__DATA FOR THE TASK__
"""

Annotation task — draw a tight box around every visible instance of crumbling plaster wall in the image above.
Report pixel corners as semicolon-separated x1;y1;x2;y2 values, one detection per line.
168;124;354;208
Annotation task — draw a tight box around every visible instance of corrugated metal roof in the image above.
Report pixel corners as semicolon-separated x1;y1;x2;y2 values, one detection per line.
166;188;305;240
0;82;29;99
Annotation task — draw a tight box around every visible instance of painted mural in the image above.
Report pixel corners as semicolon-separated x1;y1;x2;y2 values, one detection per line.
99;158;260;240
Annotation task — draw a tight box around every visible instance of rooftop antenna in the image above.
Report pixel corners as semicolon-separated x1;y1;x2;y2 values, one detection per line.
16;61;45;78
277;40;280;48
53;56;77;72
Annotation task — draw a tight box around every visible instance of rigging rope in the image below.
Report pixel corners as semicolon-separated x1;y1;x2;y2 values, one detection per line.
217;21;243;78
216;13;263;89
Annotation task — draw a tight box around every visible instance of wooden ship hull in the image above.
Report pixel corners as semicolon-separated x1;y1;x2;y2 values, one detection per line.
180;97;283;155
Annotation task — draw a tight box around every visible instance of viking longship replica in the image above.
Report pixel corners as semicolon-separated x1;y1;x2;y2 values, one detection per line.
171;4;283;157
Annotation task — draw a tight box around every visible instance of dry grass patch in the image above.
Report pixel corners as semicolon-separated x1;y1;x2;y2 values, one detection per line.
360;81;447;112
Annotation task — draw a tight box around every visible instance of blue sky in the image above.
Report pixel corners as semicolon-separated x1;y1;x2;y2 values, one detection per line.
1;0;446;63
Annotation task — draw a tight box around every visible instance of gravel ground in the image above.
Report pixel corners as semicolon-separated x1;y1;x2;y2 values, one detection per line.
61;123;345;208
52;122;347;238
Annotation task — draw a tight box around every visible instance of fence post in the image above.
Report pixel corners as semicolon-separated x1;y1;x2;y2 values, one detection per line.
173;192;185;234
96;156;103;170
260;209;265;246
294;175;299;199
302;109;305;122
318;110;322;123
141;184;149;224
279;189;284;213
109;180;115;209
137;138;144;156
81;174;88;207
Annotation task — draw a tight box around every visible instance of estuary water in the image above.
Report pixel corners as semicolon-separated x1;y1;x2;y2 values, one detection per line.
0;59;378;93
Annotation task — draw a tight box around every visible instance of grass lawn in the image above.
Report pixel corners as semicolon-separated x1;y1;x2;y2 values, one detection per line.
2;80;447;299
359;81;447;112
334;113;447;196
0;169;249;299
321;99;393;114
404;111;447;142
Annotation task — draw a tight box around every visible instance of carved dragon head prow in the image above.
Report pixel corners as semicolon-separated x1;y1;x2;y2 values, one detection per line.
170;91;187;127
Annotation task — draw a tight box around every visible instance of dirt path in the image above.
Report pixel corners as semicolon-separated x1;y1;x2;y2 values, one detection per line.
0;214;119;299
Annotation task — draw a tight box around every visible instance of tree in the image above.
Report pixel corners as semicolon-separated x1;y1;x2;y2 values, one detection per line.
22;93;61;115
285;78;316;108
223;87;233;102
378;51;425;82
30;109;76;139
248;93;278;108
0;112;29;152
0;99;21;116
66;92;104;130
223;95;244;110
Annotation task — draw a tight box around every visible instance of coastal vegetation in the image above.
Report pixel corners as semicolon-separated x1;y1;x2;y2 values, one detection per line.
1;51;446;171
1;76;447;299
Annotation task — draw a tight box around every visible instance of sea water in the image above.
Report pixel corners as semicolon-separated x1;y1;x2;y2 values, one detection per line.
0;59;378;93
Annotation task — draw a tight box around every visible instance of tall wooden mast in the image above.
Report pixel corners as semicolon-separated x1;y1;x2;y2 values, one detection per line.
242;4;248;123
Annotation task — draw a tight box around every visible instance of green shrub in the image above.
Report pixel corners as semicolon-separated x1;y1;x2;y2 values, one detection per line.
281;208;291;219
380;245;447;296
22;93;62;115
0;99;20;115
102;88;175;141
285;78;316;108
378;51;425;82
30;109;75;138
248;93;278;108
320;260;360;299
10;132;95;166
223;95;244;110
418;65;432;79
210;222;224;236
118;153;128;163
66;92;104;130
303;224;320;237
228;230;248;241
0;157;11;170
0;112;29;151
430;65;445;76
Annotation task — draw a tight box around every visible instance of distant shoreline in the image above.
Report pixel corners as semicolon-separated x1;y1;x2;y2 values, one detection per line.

"""

__EXERCISE__
Only the lines from the start of the data to the line holding "patch in the image above." are wanted; return them exactly, both ends included.

__EXERCISE ANSWER__
Annotation task — draw a tight box around every visible instance of crumbling plaster wall in the image above.
Report pixel corners as semicolon-separated x1;y1;x2;y2 values, one detection per line.
168;124;354;208
Annotation task — draw a tight box around every visible instance of corrugated metal roof in the image above.
Report pixel corners as semicolon-separated x1;y1;x2;y2 values, one detection per line.
166;188;305;240
0;82;29;99
Annotation task — draw a tight box around every visible instance of painted mural in the image above.
Report pixel corners as semicolon-separated x1;y1;x2;y2 values, one detection per line.
99;158;260;240
Annotation task — draw a tight box around every visible instance of rooftop antenna in the image above.
Report pixel corners as semicolon-separated x1;y1;x2;y2 values, one detection per line.
16;61;45;78
277;40;280;48
53;56;77;72
Annotation task — draw a tight box around every visible instance of rigging rope in the image below.
Report pixel corners as semicolon-separated x1;y1;x2;y2 values, one detection per line.
217;21;243;78
216;13;263;89
Annotation task — draw a tight box around every visible instance of wooden ship hull in the image above.
Report pixel corners as semicolon-separated x1;y1;x2;y2 values, one detection per line.
180;97;283;155
Annotation task — draw a tight box around every visible instance of viking longship replica in the image above.
Report pixel corners as semicolon-separated x1;y1;x2;y2 values, one detection per line.
171;4;283;157
Annotation task — draw a tight box around every visible instance of dry grass patch in the image above.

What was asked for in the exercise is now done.